:: Exercise requirements ::
Omit the images, then output each of the records below exactly.

──────── Extracted data ────────

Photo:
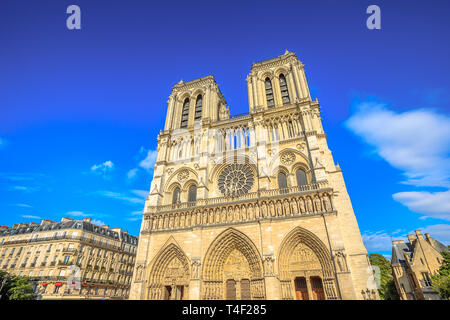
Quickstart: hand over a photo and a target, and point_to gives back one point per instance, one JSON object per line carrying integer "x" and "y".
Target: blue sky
{"x": 80, "y": 110}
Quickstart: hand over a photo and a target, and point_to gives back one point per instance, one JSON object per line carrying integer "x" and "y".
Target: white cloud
{"x": 141, "y": 193}
{"x": 103, "y": 168}
{"x": 436, "y": 205}
{"x": 440, "y": 232}
{"x": 416, "y": 142}
{"x": 381, "y": 241}
{"x": 98, "y": 222}
{"x": 25, "y": 189}
{"x": 149, "y": 161}
{"x": 377, "y": 241}
{"x": 31, "y": 217}
{"x": 23, "y": 205}
{"x": 77, "y": 214}
{"x": 121, "y": 196}
{"x": 132, "y": 173}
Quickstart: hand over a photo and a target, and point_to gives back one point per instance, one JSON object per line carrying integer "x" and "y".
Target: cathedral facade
{"x": 251, "y": 206}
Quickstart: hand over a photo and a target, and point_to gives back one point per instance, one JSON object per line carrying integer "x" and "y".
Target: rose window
{"x": 236, "y": 180}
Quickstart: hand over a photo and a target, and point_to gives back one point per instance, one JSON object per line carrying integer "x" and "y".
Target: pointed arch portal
{"x": 233, "y": 268}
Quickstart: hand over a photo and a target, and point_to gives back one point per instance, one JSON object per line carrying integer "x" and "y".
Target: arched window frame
{"x": 176, "y": 195}
{"x": 185, "y": 113}
{"x": 192, "y": 197}
{"x": 305, "y": 182}
{"x": 269, "y": 93}
{"x": 198, "y": 107}
{"x": 284, "y": 89}
{"x": 284, "y": 175}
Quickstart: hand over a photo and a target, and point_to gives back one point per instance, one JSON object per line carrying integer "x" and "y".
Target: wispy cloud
{"x": 98, "y": 222}
{"x": 149, "y": 162}
{"x": 380, "y": 241}
{"x": 440, "y": 232}
{"x": 136, "y": 215}
{"x": 417, "y": 142}
{"x": 377, "y": 241}
{"x": 132, "y": 174}
{"x": 78, "y": 214}
{"x": 23, "y": 205}
{"x": 26, "y": 189}
{"x": 103, "y": 169}
{"x": 435, "y": 205}
{"x": 122, "y": 196}
{"x": 31, "y": 217}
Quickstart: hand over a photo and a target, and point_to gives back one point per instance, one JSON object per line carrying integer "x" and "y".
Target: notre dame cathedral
{"x": 250, "y": 206}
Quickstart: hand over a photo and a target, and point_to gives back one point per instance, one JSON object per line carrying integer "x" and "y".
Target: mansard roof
{"x": 72, "y": 224}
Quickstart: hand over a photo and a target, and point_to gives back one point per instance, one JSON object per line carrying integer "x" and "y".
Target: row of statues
{"x": 234, "y": 213}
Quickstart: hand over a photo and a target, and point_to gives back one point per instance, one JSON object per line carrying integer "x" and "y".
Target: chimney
{"x": 418, "y": 234}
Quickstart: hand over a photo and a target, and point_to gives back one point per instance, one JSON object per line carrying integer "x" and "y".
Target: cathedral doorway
{"x": 301, "y": 289}
{"x": 169, "y": 275}
{"x": 317, "y": 288}
{"x": 233, "y": 269}
{"x": 305, "y": 268}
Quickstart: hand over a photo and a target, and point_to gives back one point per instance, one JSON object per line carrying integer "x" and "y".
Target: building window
{"x": 426, "y": 279}
{"x": 269, "y": 93}
{"x": 192, "y": 193}
{"x": 282, "y": 182}
{"x": 198, "y": 107}
{"x": 284, "y": 89}
{"x": 185, "y": 113}
{"x": 301, "y": 177}
{"x": 176, "y": 195}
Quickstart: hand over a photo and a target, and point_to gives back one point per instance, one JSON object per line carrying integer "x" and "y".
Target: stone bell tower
{"x": 250, "y": 206}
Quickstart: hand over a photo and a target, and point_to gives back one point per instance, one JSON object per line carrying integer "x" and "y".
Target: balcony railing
{"x": 249, "y": 196}
{"x": 265, "y": 204}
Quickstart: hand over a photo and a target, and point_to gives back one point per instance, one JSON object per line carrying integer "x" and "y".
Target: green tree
{"x": 387, "y": 289}
{"x": 15, "y": 287}
{"x": 441, "y": 281}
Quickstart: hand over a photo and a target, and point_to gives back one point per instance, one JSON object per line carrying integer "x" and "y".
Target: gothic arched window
{"x": 282, "y": 182}
{"x": 269, "y": 93}
{"x": 301, "y": 177}
{"x": 176, "y": 195}
{"x": 284, "y": 89}
{"x": 192, "y": 196}
{"x": 198, "y": 107}
{"x": 185, "y": 113}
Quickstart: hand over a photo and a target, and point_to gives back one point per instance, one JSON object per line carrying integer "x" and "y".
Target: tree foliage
{"x": 441, "y": 281}
{"x": 387, "y": 290}
{"x": 15, "y": 287}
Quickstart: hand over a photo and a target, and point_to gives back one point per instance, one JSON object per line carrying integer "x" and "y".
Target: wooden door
{"x": 231, "y": 289}
{"x": 301, "y": 290}
{"x": 317, "y": 288}
{"x": 245, "y": 289}
{"x": 180, "y": 292}
{"x": 167, "y": 292}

────────

:: Completed exercise ::
Photo:
Quickstart: hand over a photo and a target, and point_to gives back one point per instance, one JSON object per line carrying integer "x" and "y".
Target: blue sky
{"x": 80, "y": 110}
Quickstart: hand over a photo and a target, and point_to gives back one point per instance, one JSON object per line carrying integer "x" and "y".
Target: white cloud
{"x": 141, "y": 193}
{"x": 103, "y": 168}
{"x": 436, "y": 205}
{"x": 440, "y": 232}
{"x": 416, "y": 142}
{"x": 381, "y": 241}
{"x": 98, "y": 222}
{"x": 25, "y": 189}
{"x": 149, "y": 161}
{"x": 377, "y": 241}
{"x": 31, "y": 217}
{"x": 23, "y": 205}
{"x": 77, "y": 214}
{"x": 121, "y": 196}
{"x": 132, "y": 173}
Quickstart: hand over a photo and a target, and point_to gives back one point per instance, one JSON object per line carrying integer "x" and "y".
Target: cathedral facade
{"x": 251, "y": 206}
Quickstart: hand over a photo and a target, and point_to gives back one point per instance, one JSON object per line carrying integer "x" and "y".
Target: rose window
{"x": 236, "y": 180}
Quickstart: hand over a photo and a target, and point_to gives back one point per instance, one JSON object per line carrying integer "x" and "y".
Target: pointed arch portal
{"x": 233, "y": 268}
Quickstart: hand over a photo and a target, and point_to gives back one point per instance, one JSON object per line carrying integer "x" and "y".
Target: arched window frame
{"x": 176, "y": 195}
{"x": 185, "y": 113}
{"x": 192, "y": 197}
{"x": 305, "y": 182}
{"x": 269, "y": 93}
{"x": 198, "y": 107}
{"x": 284, "y": 89}
{"x": 284, "y": 175}
Quickstart: hand over a photo and a target, and point_to gives back one point per instance, one JSON object per line carrying integer "x" and "y".
Target: wispy cloud
{"x": 98, "y": 222}
{"x": 149, "y": 162}
{"x": 380, "y": 241}
{"x": 440, "y": 232}
{"x": 136, "y": 215}
{"x": 417, "y": 142}
{"x": 377, "y": 241}
{"x": 132, "y": 174}
{"x": 78, "y": 214}
{"x": 23, "y": 205}
{"x": 26, "y": 189}
{"x": 103, "y": 169}
{"x": 435, "y": 205}
{"x": 122, "y": 196}
{"x": 31, "y": 217}
Quickstart: hand over a photo and a target, and point_to gives back one point per instance, one JSON object per line carrying integer "x" and "y".
Target: notre dame cathedral
{"x": 250, "y": 206}
Quickstart: hand over a photo and a target, and point_to gives back one point per instance, one JSON object per line carrying integer "x" and "y".
Target: mansard roof
{"x": 72, "y": 224}
Quickstart: hand over a photo and a target, and point_to gives back one point per instance, one JSON object per line carrying integer "x" and "y".
Target: row of statues
{"x": 234, "y": 213}
Quickstart: hand over a photo and a target, and point_to gives back one point per instance, one JSON object per line carrying integer "x" and "y".
Target: chimney
{"x": 418, "y": 234}
Quickstart: hand over a photo and a target, and point_to gives back one point per instance, one JSON object per line carrying integer "x" and "y".
Target: cathedral doorway
{"x": 301, "y": 289}
{"x": 169, "y": 275}
{"x": 317, "y": 288}
{"x": 233, "y": 269}
{"x": 305, "y": 268}
Quickstart: hand over a photo and a target, and point_to gives back one point per instance, one JSON object per line carrying integer "x" and "y".
Target: building window
{"x": 426, "y": 279}
{"x": 269, "y": 93}
{"x": 192, "y": 193}
{"x": 282, "y": 182}
{"x": 198, "y": 107}
{"x": 284, "y": 89}
{"x": 185, "y": 113}
{"x": 301, "y": 177}
{"x": 176, "y": 195}
Quickstart: hand over a photo and a target, and point_to gives back one point per instance, one JSON object per line carrying integer "x" and "y".
Target: stone bell tower
{"x": 250, "y": 206}
Quickstart: hand over a photo and a target, and point_to gives back one point per instance, one JSON object per line carrying integer "x" and "y".
Target: balcony railing
{"x": 249, "y": 196}
{"x": 265, "y": 204}
Quickstart: hand over a photo and a target, and point_to gives back one point per instance, one JSON object per line carrying integer "x" and "y".
Target: green tree
{"x": 387, "y": 289}
{"x": 15, "y": 287}
{"x": 441, "y": 281}
Quickstart: hand over a photo and a target, and point_to gives back one point per instance, one JSON object per line carrying integer "x" and "y".
Target: gothic arched window
{"x": 282, "y": 182}
{"x": 269, "y": 93}
{"x": 301, "y": 177}
{"x": 176, "y": 195}
{"x": 284, "y": 89}
{"x": 192, "y": 196}
{"x": 198, "y": 107}
{"x": 185, "y": 113}
Quickstart: hand over a photo and a target, and point_to gives back one point per instance, one JSON object per line carrying integer "x" and "y".
Target: tree foliage
{"x": 441, "y": 281}
{"x": 387, "y": 290}
{"x": 15, "y": 287}
Quickstart: hand over a photo and a target, and point_to gives back one point per instance, one JSON object per line carrying integer "x" and "y".
Target: wooden door
{"x": 231, "y": 289}
{"x": 301, "y": 290}
{"x": 317, "y": 288}
{"x": 245, "y": 289}
{"x": 180, "y": 292}
{"x": 167, "y": 292}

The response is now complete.